▶ _Exercise task 1_
Print everything in the passage on curve contact from "and if also" down to "corresponding osculating plane.", copied word for word.
▶ _Exercise task 2_
Gather every line of the entries below that contains the word "roof".

▶ _Supplied passage_
* * *

Definition 19.1: Let a curve C be represented by \mathbf{x}(s)=\big(\alpha_1(s),\alpha_2(s),\alpha_3(s)\big) and C^* be represented by \mathbf{x}(s^*)=\big(\beta_1(s^*),\beta_2(s^*),\beta_3(s^*)\big) where s and s^* are the arc length parameters of the respective curves. C is said to have contact of order m with C^* at a point P_0 if at point P_0:

\alpha_i(s) = \beta_i(s^*)    and    \frac{d^{\mu} \alpha_i}{ds^{\mu}} = \frac{d^{\mu} \beta_i}{ds^{*\mu}}                 (\mu = 1,\ldots, m and i = 1,2,3)

and if also derivatives of order m+1 at P_0 exist and \frac{d^{m+1} \alpha_i}{ds^{m+1}} \neq \frac{d^{m+1} \beta_i}{ds^{*m+1}} .

Definition 19.2: A curve C has contact of order m with a surface S at a point P_0 if there exists at least one curve C^* on S which has a contact of order m with C at P_0 and there does not exist a curve on S which has a contact of order greater than m with C at P_0.

In this definition, a surface can be informally thought of as a point set satisfying G(x_1,x_2,x_3)=0.

Theorem 19.1: At any of its points, a curve has a contact of second order with its corresponding osculating plane.

Lemma 19.2: Let C be a curve with the allowable representation \mathbf{x}(s)=\big( \alpha_1(s),\alpha_2(s), \alpha_3(s) \big) of class r\geq m with arc length parameter s. Let C have a point P_0: s=s_0 in common with a surface S which has a representation G(x_1,x_2,x_3)=0 of class r \geq m. Then, C has a contact of order m with S at point P_0 iff the function:

p(s) = G(\alpha_1(s),\alpha_2(s),\alpha_3(s))

and its derivatives with respect to s up to and including the m-th derivative vanish at P_0:

p(s_0) = 0,            \frac{d^\mu p}{ds^\mu}|_{s=s_0} = 0     (\mu = 1, 2, \ldots, m),          \frac{d^{m+1} p}{ds^{m+1}}|_{s=s_0} \neq 0.

* * *

▶ _Extracted records_
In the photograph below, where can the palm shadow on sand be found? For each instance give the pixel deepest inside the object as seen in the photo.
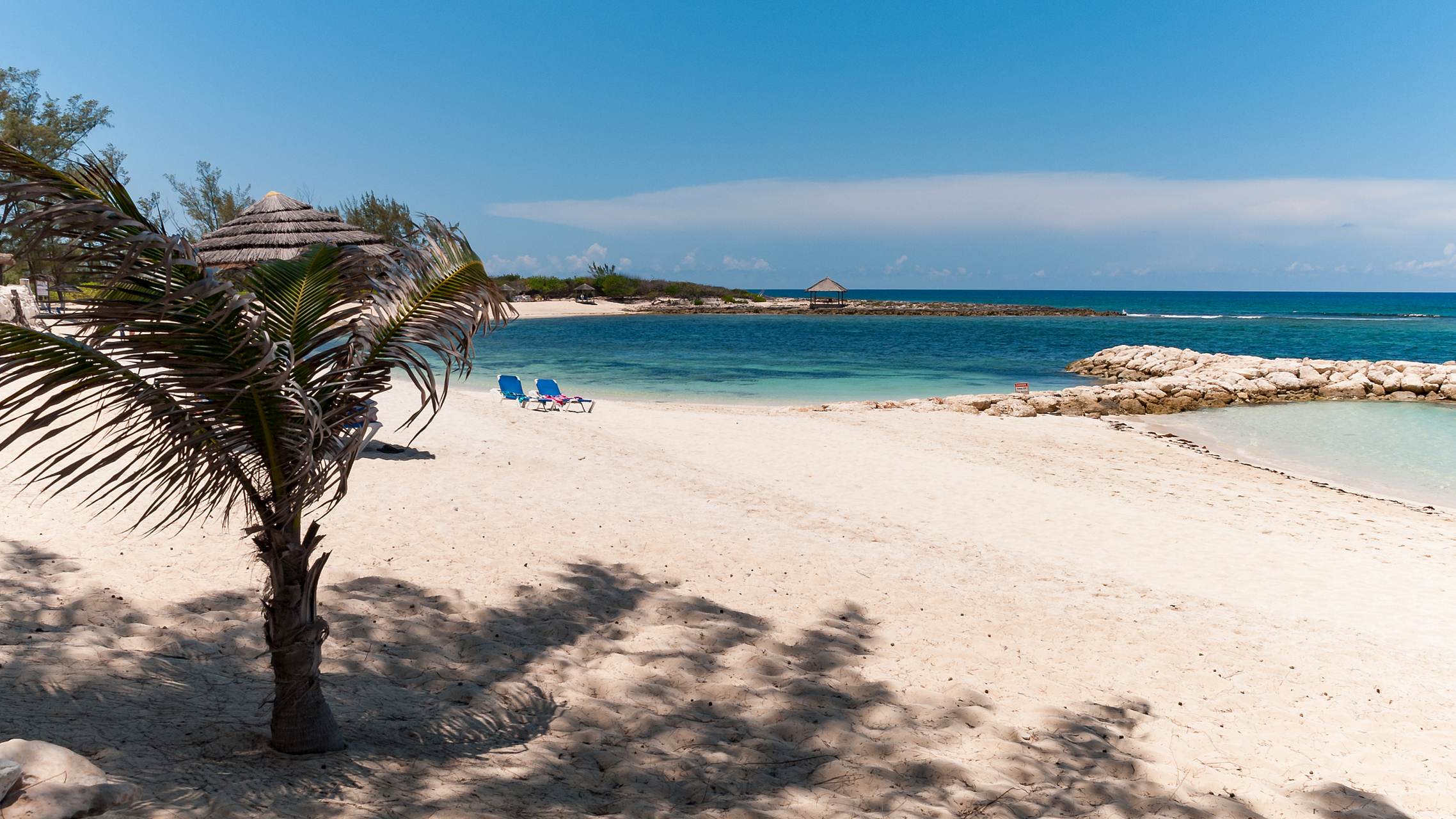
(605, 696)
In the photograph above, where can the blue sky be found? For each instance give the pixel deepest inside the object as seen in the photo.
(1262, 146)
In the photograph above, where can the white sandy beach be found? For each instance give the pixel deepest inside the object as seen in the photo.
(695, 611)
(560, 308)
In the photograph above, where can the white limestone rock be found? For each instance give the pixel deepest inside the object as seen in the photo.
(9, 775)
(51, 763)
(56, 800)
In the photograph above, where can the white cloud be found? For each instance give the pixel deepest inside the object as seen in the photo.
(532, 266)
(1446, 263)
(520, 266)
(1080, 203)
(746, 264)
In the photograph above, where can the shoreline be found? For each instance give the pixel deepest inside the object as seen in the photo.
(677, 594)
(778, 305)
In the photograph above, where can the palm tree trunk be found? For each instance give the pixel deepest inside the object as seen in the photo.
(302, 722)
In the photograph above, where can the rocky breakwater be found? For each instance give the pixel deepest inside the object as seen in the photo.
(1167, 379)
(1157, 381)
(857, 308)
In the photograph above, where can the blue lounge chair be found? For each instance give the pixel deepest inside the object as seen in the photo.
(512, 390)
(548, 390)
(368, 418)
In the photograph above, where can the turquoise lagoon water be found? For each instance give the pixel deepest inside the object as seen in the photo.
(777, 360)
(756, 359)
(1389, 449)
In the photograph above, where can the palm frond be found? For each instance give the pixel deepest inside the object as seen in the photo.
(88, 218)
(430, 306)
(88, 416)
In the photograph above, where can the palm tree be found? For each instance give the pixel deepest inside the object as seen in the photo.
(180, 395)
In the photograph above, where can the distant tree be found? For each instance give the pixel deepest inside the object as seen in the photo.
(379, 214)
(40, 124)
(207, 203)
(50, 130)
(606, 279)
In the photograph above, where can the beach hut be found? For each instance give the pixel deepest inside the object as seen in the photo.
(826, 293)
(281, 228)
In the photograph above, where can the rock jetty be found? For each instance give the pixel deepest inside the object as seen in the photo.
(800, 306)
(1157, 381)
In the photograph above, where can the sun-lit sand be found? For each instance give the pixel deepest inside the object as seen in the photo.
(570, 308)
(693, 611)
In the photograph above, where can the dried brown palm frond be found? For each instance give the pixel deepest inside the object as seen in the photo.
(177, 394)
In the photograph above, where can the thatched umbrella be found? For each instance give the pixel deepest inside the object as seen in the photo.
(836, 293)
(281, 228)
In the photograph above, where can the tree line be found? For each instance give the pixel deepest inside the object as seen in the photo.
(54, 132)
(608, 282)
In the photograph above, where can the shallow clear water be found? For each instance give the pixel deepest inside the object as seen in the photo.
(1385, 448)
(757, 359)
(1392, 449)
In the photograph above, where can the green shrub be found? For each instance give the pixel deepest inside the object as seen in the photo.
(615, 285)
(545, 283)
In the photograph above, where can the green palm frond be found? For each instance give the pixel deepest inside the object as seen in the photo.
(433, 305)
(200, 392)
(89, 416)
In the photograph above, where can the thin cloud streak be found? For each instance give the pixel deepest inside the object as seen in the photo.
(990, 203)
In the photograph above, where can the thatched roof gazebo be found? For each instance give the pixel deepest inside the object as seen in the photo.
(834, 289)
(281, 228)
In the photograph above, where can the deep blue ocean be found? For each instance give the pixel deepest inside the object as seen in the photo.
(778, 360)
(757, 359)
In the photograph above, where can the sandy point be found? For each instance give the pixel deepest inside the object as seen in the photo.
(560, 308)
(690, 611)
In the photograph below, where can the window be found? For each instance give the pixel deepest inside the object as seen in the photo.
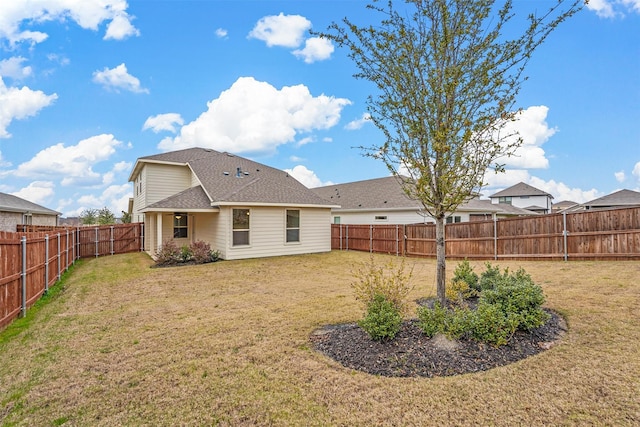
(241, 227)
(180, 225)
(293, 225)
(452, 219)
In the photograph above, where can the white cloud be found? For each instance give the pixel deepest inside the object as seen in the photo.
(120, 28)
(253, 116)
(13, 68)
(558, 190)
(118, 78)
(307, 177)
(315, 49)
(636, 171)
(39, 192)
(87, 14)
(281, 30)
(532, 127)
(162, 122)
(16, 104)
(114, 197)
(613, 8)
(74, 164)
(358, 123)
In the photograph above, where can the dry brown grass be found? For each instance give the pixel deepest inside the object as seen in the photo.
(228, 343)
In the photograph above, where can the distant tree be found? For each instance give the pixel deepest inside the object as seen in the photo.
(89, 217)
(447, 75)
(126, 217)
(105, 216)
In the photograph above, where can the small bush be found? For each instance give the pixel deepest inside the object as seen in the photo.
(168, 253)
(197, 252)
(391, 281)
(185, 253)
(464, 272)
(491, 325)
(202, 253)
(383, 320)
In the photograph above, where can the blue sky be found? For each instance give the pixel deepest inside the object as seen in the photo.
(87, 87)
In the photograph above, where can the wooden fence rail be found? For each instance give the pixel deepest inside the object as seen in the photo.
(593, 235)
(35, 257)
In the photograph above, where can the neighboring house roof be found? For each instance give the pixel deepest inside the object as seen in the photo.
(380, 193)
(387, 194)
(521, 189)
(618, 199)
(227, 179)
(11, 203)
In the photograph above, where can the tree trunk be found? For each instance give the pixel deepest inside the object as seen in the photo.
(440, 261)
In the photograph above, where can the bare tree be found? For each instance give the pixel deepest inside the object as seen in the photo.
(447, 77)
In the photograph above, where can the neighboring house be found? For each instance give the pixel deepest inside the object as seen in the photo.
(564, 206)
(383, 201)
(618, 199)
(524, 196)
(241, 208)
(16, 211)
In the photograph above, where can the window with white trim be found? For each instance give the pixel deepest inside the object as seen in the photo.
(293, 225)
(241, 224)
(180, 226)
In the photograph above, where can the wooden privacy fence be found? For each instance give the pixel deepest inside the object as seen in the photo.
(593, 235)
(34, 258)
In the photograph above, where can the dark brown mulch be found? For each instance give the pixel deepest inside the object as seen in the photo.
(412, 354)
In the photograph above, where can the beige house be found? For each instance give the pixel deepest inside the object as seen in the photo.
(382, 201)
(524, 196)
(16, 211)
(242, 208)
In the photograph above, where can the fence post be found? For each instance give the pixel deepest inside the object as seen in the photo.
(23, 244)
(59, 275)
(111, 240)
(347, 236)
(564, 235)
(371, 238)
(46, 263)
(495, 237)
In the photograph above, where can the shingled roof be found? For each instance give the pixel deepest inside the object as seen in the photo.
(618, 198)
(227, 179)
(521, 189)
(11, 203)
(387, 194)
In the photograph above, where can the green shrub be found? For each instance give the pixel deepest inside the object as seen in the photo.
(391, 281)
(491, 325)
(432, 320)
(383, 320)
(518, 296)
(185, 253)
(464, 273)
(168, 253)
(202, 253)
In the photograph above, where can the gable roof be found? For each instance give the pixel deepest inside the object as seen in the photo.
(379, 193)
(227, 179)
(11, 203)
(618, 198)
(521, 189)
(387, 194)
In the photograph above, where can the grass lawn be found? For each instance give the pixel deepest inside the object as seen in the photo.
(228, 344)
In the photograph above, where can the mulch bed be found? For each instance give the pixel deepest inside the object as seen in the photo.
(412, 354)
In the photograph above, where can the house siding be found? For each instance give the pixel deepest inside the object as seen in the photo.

* * *

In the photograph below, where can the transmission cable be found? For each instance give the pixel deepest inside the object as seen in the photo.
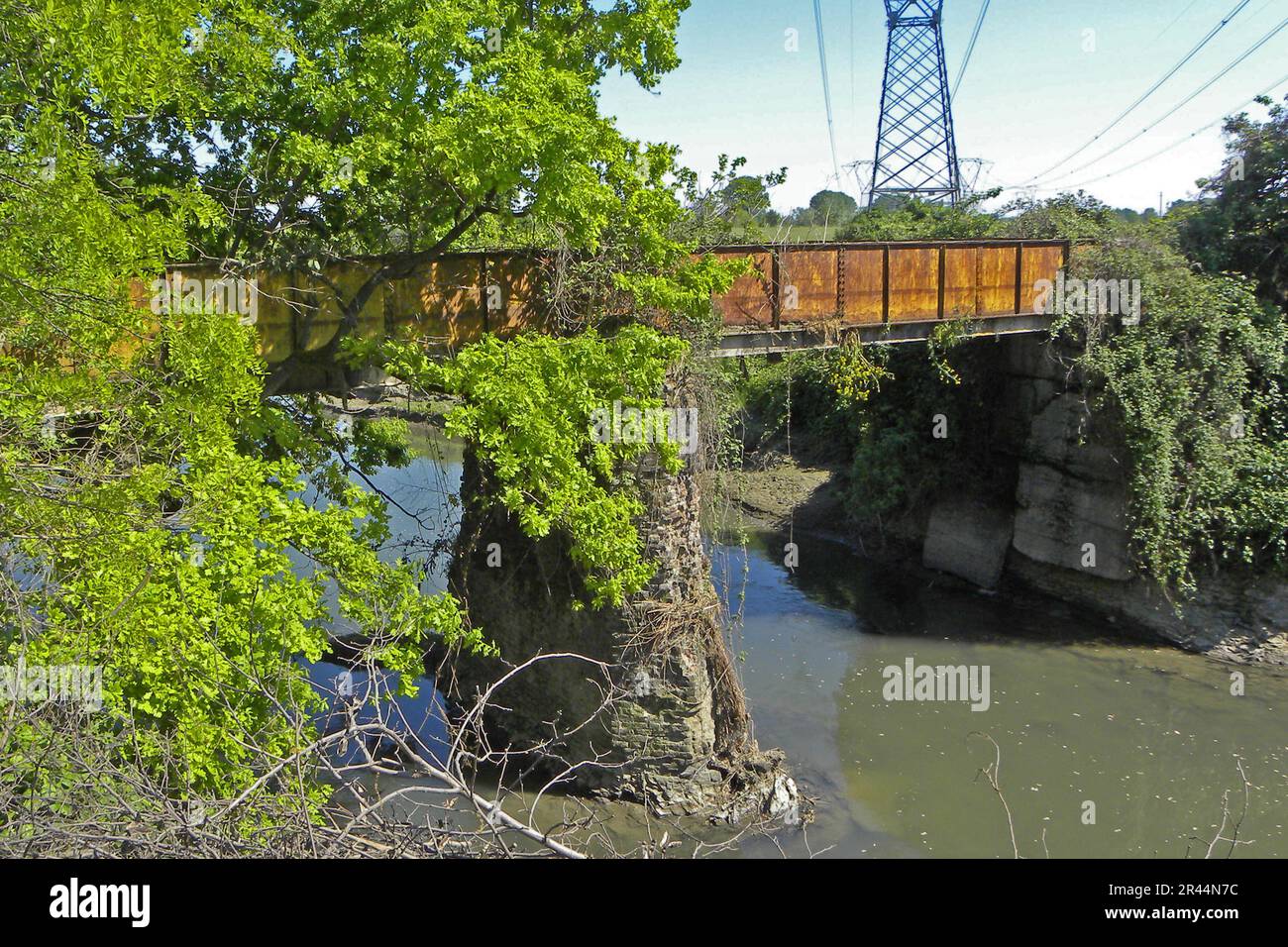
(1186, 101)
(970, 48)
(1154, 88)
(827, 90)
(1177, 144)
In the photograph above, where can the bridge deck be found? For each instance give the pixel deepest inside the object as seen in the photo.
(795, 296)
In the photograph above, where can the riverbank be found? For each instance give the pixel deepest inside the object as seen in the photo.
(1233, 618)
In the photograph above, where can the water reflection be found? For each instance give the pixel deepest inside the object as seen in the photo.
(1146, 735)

* * *

▶ _Complete output 1_
and if also derivatives of order m+1 at P_0 exist and \frac{d^{m+1} \alpha_i}{ds^{m+1}} \neq \frac{d^{m+1} \beta_i}{ds^{*m+1}} .

Definition 19.2: A curve C has contact of order m with a surface S at a point P_0 if there exists at least one curve C^* on S which has a contact of order m with C at P_0 and there does not exist a curve on S which has a contact of order greater than m with C at P_0.

In this definition, a surface can be informally thought of as a point set satisfying G(x_1,x_2,x_3)=0.

Theorem 19.1: At any of its points, a curve has a contact of second order with its corresponding osculating plane.

▶ _Complete output 2_
In the photograph above, where can the thatched roof gazebo be found? For each instance give the pixel deepest inside the object as seen in the photo.
In the photograph above, where can the neighboring house roof be found? For each instance give the pixel deepest inside the object as seen in the photo.
In the photograph above, where can the shingled roof be found? For each instance give the pixel deepest inside the object as seen in the photo.
In the photograph above, where can the gable roof be found? For each instance give the pixel deepest inside the object as seen in the photo.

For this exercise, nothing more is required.